:: Data supplied ::
+--

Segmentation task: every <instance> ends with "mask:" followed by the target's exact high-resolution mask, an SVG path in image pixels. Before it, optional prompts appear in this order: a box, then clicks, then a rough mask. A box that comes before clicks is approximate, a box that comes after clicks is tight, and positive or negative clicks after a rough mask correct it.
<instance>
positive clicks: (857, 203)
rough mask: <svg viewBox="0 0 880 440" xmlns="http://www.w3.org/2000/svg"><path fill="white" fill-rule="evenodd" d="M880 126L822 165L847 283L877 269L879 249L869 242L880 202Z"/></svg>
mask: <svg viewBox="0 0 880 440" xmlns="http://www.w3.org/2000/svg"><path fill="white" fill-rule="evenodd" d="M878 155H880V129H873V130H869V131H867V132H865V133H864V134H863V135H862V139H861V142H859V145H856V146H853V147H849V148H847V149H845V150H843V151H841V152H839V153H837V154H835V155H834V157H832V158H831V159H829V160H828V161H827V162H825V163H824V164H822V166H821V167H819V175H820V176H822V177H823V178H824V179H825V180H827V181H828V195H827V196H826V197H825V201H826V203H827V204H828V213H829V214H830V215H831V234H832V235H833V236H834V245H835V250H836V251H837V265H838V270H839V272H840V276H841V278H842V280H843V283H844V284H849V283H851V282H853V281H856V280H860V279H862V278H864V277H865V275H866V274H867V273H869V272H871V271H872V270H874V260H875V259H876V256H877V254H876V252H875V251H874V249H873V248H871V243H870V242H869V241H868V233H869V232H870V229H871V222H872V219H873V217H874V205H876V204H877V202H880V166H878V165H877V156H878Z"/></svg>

+--

:: Aim of the exercise ::
From the very first line of the records down to the line with "positive clicks: (857, 203)", please write out each line exactly, including both ends and no other lines.

:: Answer box ::
Segmentation task: every <instance> ends with "mask:" followed by the target's exact high-resolution mask, an SVG path in image pixels. Before it, optional prompts appear in this order: a box, then clicks, then a rough mask. A box that comes before clicks is approximate, a box that comes after clicks is tight, and positive or negative clicks after a rough mask correct it.
<instance>
positive clicks: (857, 203)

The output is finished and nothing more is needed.